Run through the data and copy out every line that mentions the word "after".

Saved entries
%%
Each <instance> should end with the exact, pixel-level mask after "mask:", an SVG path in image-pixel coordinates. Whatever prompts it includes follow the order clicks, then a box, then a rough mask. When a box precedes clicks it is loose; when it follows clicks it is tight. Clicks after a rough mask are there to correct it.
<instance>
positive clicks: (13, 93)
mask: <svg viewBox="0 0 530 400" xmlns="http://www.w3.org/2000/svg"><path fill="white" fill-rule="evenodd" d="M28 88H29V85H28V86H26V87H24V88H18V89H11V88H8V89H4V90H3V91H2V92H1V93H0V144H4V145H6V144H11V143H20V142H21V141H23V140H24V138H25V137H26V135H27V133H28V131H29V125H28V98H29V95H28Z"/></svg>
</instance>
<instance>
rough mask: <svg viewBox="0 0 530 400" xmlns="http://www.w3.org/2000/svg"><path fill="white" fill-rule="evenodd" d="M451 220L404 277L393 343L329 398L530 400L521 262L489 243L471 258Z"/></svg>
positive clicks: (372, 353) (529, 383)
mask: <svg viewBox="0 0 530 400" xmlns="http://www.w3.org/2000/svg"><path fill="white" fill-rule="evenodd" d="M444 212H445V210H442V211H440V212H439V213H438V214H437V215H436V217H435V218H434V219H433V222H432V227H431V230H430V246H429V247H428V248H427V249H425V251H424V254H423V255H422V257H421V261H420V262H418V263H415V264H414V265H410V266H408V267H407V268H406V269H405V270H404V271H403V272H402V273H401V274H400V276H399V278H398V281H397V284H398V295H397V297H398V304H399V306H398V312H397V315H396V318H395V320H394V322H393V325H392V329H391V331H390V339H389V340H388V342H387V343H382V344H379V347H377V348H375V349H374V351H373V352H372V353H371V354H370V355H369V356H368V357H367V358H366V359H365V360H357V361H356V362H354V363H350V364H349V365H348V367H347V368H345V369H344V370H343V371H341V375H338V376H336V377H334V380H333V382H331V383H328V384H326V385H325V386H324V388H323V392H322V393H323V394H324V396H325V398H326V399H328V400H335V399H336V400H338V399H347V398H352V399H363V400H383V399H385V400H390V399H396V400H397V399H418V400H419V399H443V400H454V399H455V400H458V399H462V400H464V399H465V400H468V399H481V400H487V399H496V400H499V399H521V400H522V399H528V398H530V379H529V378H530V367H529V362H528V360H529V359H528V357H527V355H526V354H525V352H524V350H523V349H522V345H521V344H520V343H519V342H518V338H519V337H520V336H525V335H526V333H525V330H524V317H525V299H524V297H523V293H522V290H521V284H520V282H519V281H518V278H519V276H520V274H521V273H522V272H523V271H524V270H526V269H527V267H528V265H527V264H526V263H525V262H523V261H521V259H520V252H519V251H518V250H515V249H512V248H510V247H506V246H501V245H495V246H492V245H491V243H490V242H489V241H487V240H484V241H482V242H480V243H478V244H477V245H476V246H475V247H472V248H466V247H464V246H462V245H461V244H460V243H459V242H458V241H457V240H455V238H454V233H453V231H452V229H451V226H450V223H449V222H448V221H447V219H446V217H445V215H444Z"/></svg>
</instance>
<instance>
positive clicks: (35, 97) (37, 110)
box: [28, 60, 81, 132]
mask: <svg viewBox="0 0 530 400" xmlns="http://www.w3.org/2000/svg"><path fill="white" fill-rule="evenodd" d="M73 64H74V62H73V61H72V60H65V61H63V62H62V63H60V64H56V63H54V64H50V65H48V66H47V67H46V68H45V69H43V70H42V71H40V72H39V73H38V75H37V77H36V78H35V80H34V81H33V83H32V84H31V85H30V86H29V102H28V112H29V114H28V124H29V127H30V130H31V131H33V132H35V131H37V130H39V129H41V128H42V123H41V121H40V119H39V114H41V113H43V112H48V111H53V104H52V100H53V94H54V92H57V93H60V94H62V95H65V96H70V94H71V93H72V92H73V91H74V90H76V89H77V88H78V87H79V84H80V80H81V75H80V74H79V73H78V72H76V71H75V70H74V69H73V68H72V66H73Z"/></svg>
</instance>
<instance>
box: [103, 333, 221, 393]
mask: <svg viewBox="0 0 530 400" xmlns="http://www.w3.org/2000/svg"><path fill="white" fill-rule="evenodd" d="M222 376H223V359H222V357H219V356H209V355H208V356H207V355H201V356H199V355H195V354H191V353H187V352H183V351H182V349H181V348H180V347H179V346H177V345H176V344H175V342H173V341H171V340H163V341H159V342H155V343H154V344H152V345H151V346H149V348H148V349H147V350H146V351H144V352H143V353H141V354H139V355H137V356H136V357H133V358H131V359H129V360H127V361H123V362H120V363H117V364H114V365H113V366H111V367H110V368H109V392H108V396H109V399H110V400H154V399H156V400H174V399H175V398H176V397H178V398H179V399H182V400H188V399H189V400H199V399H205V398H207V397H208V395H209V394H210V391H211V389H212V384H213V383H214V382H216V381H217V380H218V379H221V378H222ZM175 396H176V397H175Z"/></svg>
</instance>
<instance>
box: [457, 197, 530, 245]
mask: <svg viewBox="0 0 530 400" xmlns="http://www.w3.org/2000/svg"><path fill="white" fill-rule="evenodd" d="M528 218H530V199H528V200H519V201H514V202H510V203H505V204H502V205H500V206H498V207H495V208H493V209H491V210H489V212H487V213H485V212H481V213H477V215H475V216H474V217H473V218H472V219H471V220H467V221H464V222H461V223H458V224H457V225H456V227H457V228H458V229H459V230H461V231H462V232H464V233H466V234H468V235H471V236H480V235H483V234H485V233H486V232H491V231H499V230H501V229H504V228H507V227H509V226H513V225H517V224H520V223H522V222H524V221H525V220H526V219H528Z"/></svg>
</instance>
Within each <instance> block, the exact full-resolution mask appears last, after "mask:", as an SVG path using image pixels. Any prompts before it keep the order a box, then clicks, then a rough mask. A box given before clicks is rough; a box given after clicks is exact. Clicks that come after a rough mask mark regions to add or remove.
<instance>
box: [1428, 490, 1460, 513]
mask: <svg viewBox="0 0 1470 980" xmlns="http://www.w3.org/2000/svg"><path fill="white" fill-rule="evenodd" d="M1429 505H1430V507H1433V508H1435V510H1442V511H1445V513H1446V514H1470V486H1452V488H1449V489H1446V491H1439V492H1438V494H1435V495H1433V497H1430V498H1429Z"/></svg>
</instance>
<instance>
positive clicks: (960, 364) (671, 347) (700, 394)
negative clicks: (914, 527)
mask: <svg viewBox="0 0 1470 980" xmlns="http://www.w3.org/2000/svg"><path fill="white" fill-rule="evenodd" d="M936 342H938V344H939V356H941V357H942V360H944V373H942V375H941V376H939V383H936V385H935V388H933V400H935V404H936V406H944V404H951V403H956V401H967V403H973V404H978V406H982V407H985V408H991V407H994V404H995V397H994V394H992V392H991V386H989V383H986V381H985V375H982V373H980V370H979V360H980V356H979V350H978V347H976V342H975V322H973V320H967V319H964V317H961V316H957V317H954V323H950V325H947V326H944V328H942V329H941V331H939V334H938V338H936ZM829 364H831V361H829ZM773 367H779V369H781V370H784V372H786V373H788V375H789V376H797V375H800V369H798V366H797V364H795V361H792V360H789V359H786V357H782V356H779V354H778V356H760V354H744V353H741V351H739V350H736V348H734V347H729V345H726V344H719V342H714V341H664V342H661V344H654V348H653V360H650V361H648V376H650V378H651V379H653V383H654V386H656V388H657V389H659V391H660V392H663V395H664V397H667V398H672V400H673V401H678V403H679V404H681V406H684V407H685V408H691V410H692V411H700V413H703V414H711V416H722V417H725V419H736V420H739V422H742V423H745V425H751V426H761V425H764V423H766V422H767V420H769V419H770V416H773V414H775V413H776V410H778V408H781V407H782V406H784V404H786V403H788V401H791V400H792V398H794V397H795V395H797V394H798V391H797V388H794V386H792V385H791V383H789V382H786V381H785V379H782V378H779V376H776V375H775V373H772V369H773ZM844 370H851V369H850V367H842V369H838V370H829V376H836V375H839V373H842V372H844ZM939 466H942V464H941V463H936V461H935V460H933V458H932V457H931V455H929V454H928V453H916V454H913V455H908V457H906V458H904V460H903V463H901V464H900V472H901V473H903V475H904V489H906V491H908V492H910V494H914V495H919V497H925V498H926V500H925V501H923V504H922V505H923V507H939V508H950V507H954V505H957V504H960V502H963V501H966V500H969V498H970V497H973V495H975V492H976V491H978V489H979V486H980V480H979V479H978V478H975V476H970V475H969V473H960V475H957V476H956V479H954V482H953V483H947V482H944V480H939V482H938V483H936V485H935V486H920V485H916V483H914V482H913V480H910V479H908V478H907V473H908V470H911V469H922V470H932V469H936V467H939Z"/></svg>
%%
Solution to the exercise:
Each <instance> should end with the exact, pixel-level mask after "mask:", an SVG path in image-pixel coordinates. Whatever prompts it includes follow the order clicks, then a box, then a rough mask. When a box precedes clicks it is loose; when it follows clicks it is tight. Clicks after a rough mask are there to correct it.
Within each <instance> block, the exact full-resolution mask appears last, after "mask:", as an SVG path using image pixels. Any prompts before it keep the order a box, then clicks, then a rough mask. A box given before clicks is rough; a box given after clicks is exact. Clicks that come after a rough mask mark regions to add or remove.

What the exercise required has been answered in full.